PROBLEM DESCRIPTION:
Keep images out and repeat all data exactly.
(DATA PROVIDED Opens)
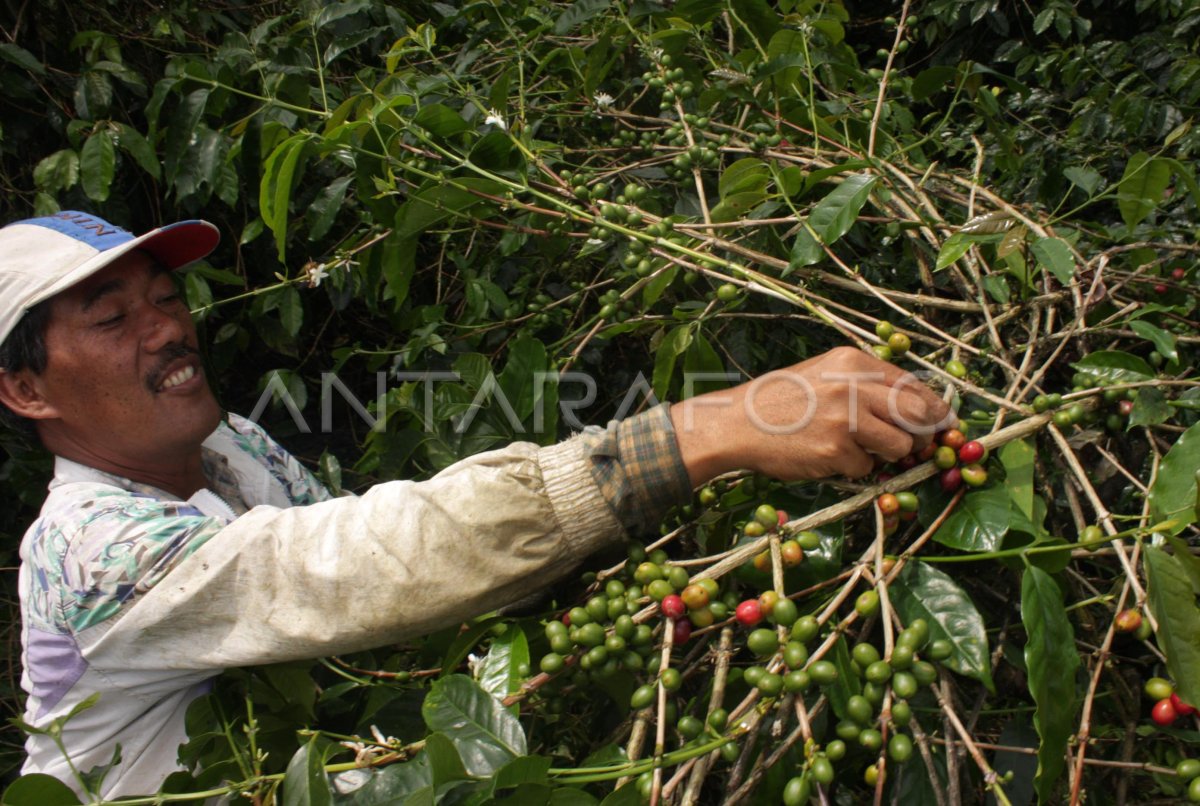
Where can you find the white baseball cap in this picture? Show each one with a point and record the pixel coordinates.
(41, 257)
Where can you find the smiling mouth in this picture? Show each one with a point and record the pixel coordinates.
(177, 378)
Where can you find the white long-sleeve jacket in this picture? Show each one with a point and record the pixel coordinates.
(142, 597)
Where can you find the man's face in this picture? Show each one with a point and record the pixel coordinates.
(123, 374)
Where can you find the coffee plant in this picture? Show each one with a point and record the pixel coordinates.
(671, 197)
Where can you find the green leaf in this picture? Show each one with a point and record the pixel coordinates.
(670, 348)
(435, 204)
(527, 769)
(39, 789)
(747, 175)
(527, 355)
(1150, 408)
(498, 672)
(571, 797)
(627, 795)
(1188, 561)
(132, 142)
(1051, 660)
(97, 161)
(1114, 367)
(1162, 340)
(441, 120)
(1185, 174)
(1054, 254)
(835, 214)
(1174, 605)
(486, 734)
(1141, 187)
(737, 205)
(997, 288)
(1018, 459)
(58, 172)
(979, 523)
(702, 367)
(22, 58)
(325, 206)
(953, 248)
(305, 782)
(805, 250)
(465, 642)
(658, 286)
(445, 765)
(831, 218)
(395, 257)
(1174, 493)
(847, 684)
(1084, 178)
(390, 785)
(922, 591)
(275, 190)
(291, 310)
(579, 12)
(931, 80)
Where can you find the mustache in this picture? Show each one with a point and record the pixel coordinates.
(169, 353)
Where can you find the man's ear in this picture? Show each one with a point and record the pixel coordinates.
(22, 392)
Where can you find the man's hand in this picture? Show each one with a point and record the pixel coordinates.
(831, 415)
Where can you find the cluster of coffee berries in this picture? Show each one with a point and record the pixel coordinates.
(766, 519)
(1131, 621)
(960, 461)
(895, 507)
(1168, 707)
(864, 723)
(613, 307)
(894, 342)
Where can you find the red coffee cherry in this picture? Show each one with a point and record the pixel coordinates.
(951, 480)
(1180, 707)
(749, 613)
(972, 452)
(1128, 620)
(953, 438)
(1164, 713)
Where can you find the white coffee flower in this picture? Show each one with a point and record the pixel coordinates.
(496, 119)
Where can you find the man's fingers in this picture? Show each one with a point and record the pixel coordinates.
(881, 438)
(909, 410)
(855, 462)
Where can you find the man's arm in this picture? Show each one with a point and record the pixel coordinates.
(403, 559)
(834, 414)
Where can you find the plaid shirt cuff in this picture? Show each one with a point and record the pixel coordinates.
(639, 468)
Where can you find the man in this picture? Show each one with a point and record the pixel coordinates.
(177, 541)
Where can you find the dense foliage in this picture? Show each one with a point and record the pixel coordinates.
(651, 191)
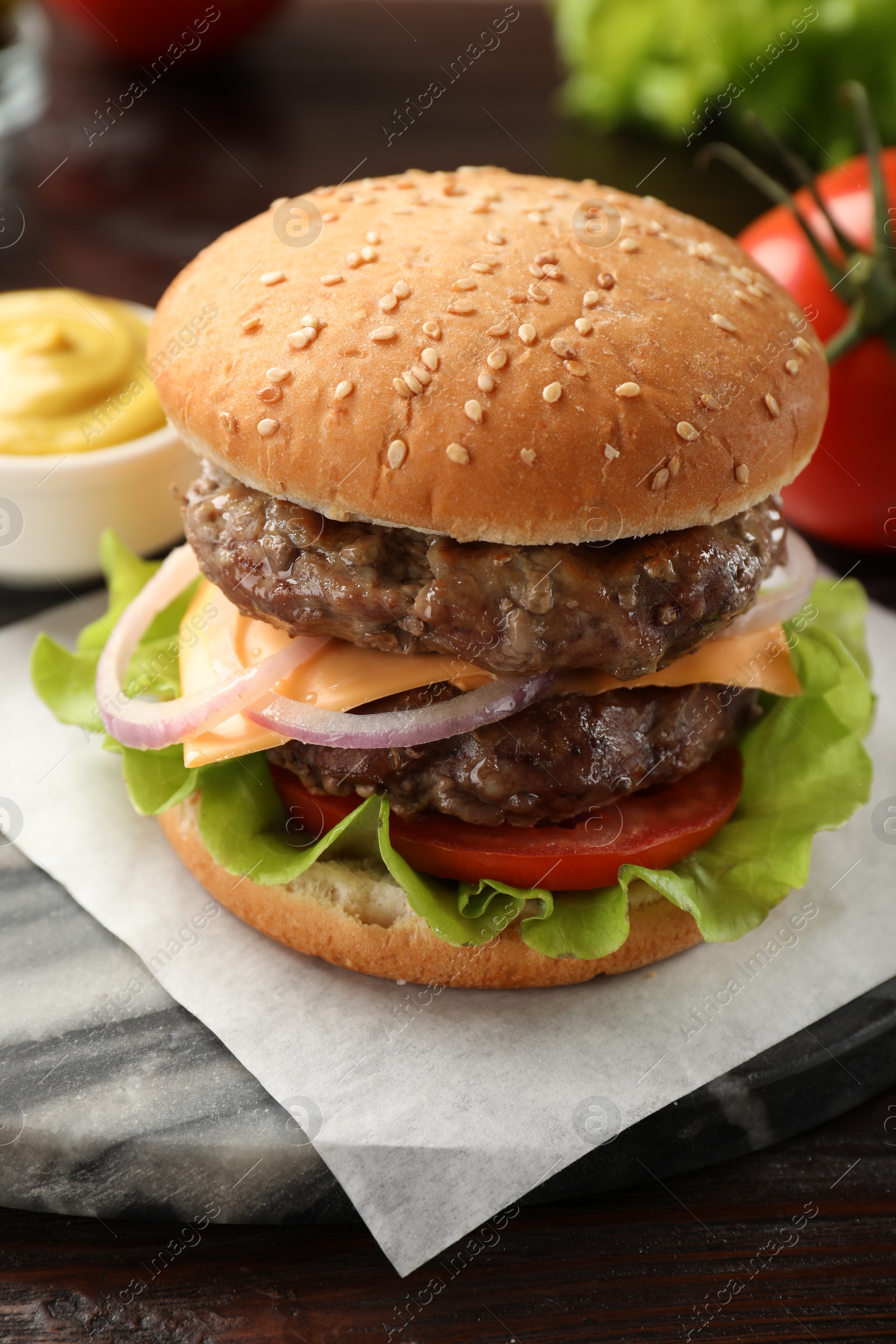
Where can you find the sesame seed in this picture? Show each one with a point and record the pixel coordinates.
(302, 338)
(723, 323)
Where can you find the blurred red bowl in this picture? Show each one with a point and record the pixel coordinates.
(133, 30)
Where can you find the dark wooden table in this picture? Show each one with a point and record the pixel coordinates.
(210, 144)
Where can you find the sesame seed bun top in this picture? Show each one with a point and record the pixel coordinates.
(492, 357)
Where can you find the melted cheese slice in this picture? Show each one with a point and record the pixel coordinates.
(218, 640)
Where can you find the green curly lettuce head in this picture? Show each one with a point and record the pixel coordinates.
(656, 62)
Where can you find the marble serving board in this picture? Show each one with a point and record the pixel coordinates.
(117, 1103)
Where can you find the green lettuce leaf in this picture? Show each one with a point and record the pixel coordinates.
(65, 679)
(156, 780)
(805, 771)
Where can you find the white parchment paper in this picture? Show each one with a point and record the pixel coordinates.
(438, 1109)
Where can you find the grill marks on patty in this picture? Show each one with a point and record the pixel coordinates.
(627, 608)
(551, 763)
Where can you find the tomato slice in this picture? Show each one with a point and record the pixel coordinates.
(657, 828)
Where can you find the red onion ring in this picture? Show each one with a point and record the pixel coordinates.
(405, 727)
(783, 593)
(140, 724)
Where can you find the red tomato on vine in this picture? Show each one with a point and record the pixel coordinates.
(833, 248)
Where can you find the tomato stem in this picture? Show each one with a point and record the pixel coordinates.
(867, 281)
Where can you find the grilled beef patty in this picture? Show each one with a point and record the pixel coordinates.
(625, 608)
(551, 763)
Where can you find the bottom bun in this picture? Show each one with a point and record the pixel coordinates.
(354, 914)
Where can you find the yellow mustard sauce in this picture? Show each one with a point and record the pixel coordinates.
(73, 373)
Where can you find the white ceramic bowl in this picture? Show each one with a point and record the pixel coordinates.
(53, 508)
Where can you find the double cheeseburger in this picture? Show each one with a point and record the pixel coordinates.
(501, 455)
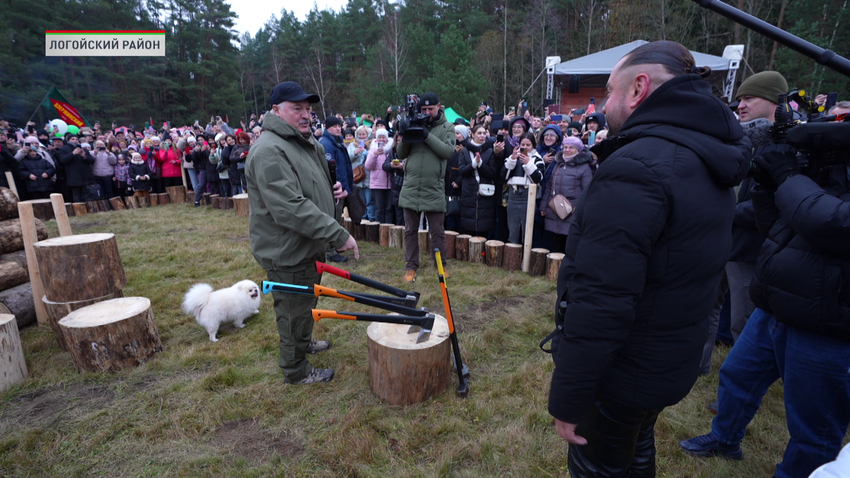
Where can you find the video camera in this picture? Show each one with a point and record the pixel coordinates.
(412, 122)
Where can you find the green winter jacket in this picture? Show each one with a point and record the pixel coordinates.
(424, 186)
(292, 204)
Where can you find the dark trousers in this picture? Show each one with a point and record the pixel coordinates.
(620, 443)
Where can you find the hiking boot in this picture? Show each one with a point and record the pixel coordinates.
(317, 346)
(707, 445)
(316, 376)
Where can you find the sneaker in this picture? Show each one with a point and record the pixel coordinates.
(316, 376)
(317, 346)
(707, 445)
(337, 258)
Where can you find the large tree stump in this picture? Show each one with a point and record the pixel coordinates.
(397, 237)
(13, 367)
(8, 204)
(462, 247)
(112, 335)
(537, 264)
(241, 205)
(495, 251)
(451, 240)
(512, 260)
(176, 194)
(81, 267)
(11, 238)
(57, 311)
(553, 264)
(19, 302)
(402, 372)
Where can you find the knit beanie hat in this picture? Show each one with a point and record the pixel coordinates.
(767, 84)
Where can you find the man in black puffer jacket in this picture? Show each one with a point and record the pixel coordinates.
(643, 260)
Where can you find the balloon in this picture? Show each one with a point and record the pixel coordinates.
(61, 125)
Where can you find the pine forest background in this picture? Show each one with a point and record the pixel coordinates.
(371, 53)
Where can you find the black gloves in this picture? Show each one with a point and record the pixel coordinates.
(775, 167)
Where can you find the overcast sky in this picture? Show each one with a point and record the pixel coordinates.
(253, 14)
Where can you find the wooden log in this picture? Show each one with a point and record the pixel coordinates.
(57, 311)
(241, 205)
(176, 194)
(117, 203)
(537, 263)
(112, 335)
(80, 267)
(60, 212)
(19, 301)
(476, 249)
(29, 235)
(384, 234)
(512, 260)
(13, 367)
(8, 204)
(397, 237)
(451, 240)
(402, 372)
(80, 208)
(462, 247)
(495, 251)
(553, 264)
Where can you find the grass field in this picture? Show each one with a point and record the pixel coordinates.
(221, 409)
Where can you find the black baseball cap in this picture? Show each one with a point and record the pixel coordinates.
(290, 91)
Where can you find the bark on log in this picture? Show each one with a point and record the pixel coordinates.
(462, 247)
(57, 311)
(8, 204)
(112, 335)
(495, 251)
(537, 264)
(11, 238)
(451, 240)
(81, 267)
(553, 264)
(13, 367)
(241, 205)
(402, 372)
(512, 260)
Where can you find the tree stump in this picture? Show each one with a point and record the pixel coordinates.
(537, 264)
(462, 247)
(80, 208)
(117, 203)
(241, 205)
(402, 372)
(176, 194)
(495, 251)
(476, 249)
(13, 367)
(81, 267)
(553, 264)
(384, 234)
(57, 311)
(8, 204)
(112, 335)
(397, 237)
(512, 260)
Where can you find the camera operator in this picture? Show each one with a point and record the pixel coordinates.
(424, 182)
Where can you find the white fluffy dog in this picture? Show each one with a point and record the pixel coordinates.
(213, 308)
(DATA PROVIDED Closes)
TASK RESULT:
Where can you find the white baseball cap in this picture? Show each one with a point and record the pixel coordinates.
(41, 257)
Where can you find the smiling mouth in this picture? Show each one with a point and record the pixel coordinates.
(177, 378)
Where can you find the white long-sleeve jacket in this picture? Show each one with a point and record the pixel coordinates.
(142, 597)
Where can you find the man's face in this picture? Show each one with a point and record the pixel coordinates.
(123, 374)
Where can you find the coffee plant in this picture? Show each one with a point and record the pixel coordinates.
(671, 197)
Where can you find the green leaf in this picture? Show each one with a point and record the pixel coordinates.
(670, 348)
(435, 204)
(527, 769)
(39, 789)
(747, 175)
(527, 355)
(1150, 408)
(498, 672)
(571, 797)
(627, 795)
(1188, 561)
(132, 142)
(1051, 660)
(97, 161)
(1114, 367)
(1162, 340)
(441, 120)
(1185, 174)
(1054, 254)
(835, 214)
(1174, 605)
(486, 734)
(1141, 187)
(737, 205)
(997, 288)
(1018, 459)
(58, 172)
(979, 523)
(702, 367)
(22, 58)
(325, 206)
(953, 248)
(305, 782)
(805, 250)
(465, 642)
(658, 286)
(445, 765)
(831, 218)
(395, 257)
(1174, 493)
(847, 684)
(1084, 178)
(390, 785)
(922, 591)
(275, 190)
(291, 310)
(579, 12)
(931, 80)
Where can you find the mustache in this picture? Show each one with a point and record the pixel coordinates.
(169, 353)
Where can you find the man's ear in this picture? Show each one with a point and record the pixel coordinates.
(22, 392)
Where can you find the man's hand in this picture? Show each one with a point and record the pixel coordinates.
(831, 415)
Where can you find the cluster of coffee berries in this picture? Show each one with a point and record the pixel coordinates.
(766, 519)
(1131, 621)
(960, 461)
(895, 507)
(1168, 707)
(864, 723)
(613, 307)
(894, 342)
Where can you find the red coffee cherry in this picture? Show each one with a point and record the pixel coordinates.
(951, 480)
(1180, 707)
(749, 613)
(972, 452)
(1128, 620)
(953, 438)
(1164, 713)
Where can you find the white coffee flower in this picture? Show each one with a point and record the pixel coordinates.
(496, 119)
Where can you find the man's fingers in this picture? Show each one with a point and record the pixel coordinates.
(881, 438)
(909, 410)
(855, 462)
Where can you find the man's arm in this picture? Show each one with a point and record the pixel coordinates.
(403, 559)
(834, 414)
Where can you find the plaid shirt cuff in this picture? Show each one with a point and record the pixel coordinates.
(639, 468)
Where can you find the man in this picture? Show each one with a point and record the pixel coordinates.
(177, 541)
Where can you find the dense foliage in this picture? Show each one with a point and record the pixel coordinates.
(651, 191)
Where can you find the sesame seed in this picture? Show each one with a point and record the pixel coordinates.
(302, 338)
(723, 323)
Where can you find the blurred red bowl in this picture? Show each one with a point and record the pixel coordinates.
(133, 30)
Where can you find the dark wooden table in this picture? Show each one with a point and record the pixel coordinates.
(210, 144)
Where can you find the sesame seed bun top in this picture? Show each one with a point and record the pixel coordinates.
(492, 357)
Where can you find the melted cheese slice in this picture? Show each one with a point and record the pixel coordinates.
(218, 640)
Where can you find the green curly lettuce head in this picture? Show each one with a point and record the pixel coordinates.
(656, 62)
Where can you find the marble serving board in this picture? Show each one with a point and record the pixel coordinates.
(117, 1103)
Where can you find the green lettuce leaf in this picture? Show each one with a point and record the pixel coordinates.
(65, 679)
(156, 780)
(805, 771)
Where can you find the white parchment paper in this picture? Show each one with a point and record the pixel coordinates.
(438, 1109)
Where can you find the grill marks on patty in this picture? Show each one with a point and record the pixel coordinates.
(627, 608)
(551, 763)
Where can you find the tomato slice in this picture? Show each one with a point and record the pixel coordinates.
(657, 828)
Where can you find the red onion ring in this picture? Show each one with a point and record the pixel coordinates.
(405, 727)
(783, 593)
(140, 724)
Where can you find the red tomato on vine in this picture? Show each one with a point and record the pixel coordinates.
(833, 248)
Where can you find the tomato stem in this picture? Show each one with a point and record the pixel coordinates.
(867, 281)
Where can you find the grilled beef patty in this picture? Show each one with a point and record the pixel coordinates.
(625, 608)
(551, 763)
Where can you find the bottom bun in this picture? Show each one with a point and record the pixel coordinates.
(354, 914)
Where can you find the yellow mustard sauce in this picture? Show each one with a point and record the pixel coordinates.
(73, 373)
Where can you find the white ceramic bowl in this picture? Show each one with a point and record the pixel coordinates.
(53, 508)
Where can you find the double cheeseburger in this picture? Show each one with a point and record the pixel coordinates.
(501, 455)
Where can you find the video camera in this picture? Show each one with a point and record the pixel coordinates.
(412, 122)
Where can you find the green winter jacket in this picture? Show each one with a point and record the pixel coordinates.
(424, 186)
(292, 204)
Where can you find the dark trousers in this picture? Show each one with a point and record the pixel coordinates.
(620, 443)
Where can you find the hiking boot in this picture? Show each one with a point and record the pixel coordinates.
(317, 346)
(707, 445)
(316, 376)
Where can you find the sneaker in this picture? Show each one with a point and record the pixel coordinates.
(316, 376)
(317, 346)
(707, 445)
(337, 258)
Where can you find the large tree stump in this picture? Show each one with a point and record the pixel coordinates.
(397, 237)
(13, 367)
(8, 204)
(462, 247)
(112, 335)
(537, 264)
(241, 205)
(495, 251)
(451, 240)
(512, 260)
(176, 194)
(81, 267)
(11, 238)
(57, 311)
(553, 264)
(19, 302)
(402, 372)
Where can you find the knit beanie hat in this picture? Show each one with a point and record the pixel coordinates.
(767, 84)
Where can you find the man in black puffer jacket in this picture? Show each one with a point and record the pixel coordinates.
(643, 260)
Where can you find the balloon in this picture? Show each one with a point and record the pixel coordinates.
(61, 125)
Where can you find the pine forest background in this picture? Show each one with a point and record the pixel coordinates.
(371, 53)
Where can you find the black gloves in this picture? Show each one with a point and record the pixel coordinates.
(775, 167)
Where can you find the overcast sky in this picture? Show each one with a point and record the pixel coordinates.
(253, 14)
Where can you find the wooden log in this picture? Show each one with a point and record the pixel coordinates.
(57, 311)
(241, 205)
(176, 194)
(117, 203)
(537, 263)
(112, 335)
(80, 267)
(60, 212)
(19, 301)
(476, 249)
(29, 235)
(384, 234)
(512, 260)
(13, 367)
(8, 204)
(397, 237)
(451, 240)
(402, 372)
(80, 208)
(462, 247)
(495, 251)
(553, 264)
Where can you find the grass field in this picture? Show each one with a point and record the pixel coordinates.
(221, 409)
Where can you find the black baseball cap in this picture? Show each one with a point and record the pixel coordinates.
(290, 91)
Where can you find the bark on log in this picture? Show each one with a point and record the pixel coordinates.
(462, 247)
(57, 311)
(8, 204)
(112, 335)
(495, 251)
(537, 264)
(11, 238)
(451, 240)
(81, 267)
(553, 264)
(13, 367)
(241, 205)
(402, 372)
(512, 260)
Where can you find the tree stump in this picture? Show each one with a point and record the pixel coordinates.
(537, 264)
(462, 247)
(80, 208)
(117, 203)
(241, 205)
(402, 372)
(176, 194)
(495, 251)
(476, 249)
(13, 367)
(81, 267)
(553, 264)
(384, 234)
(57, 311)
(8, 204)
(112, 335)
(397, 237)
(512, 260)
Where can you find the camera operator in this picture? Show each one with a point and record the pixel coordinates.
(424, 182)
Where can you find the white fluffy dog in this picture? Show each one with a point and record the pixel coordinates.
(213, 308)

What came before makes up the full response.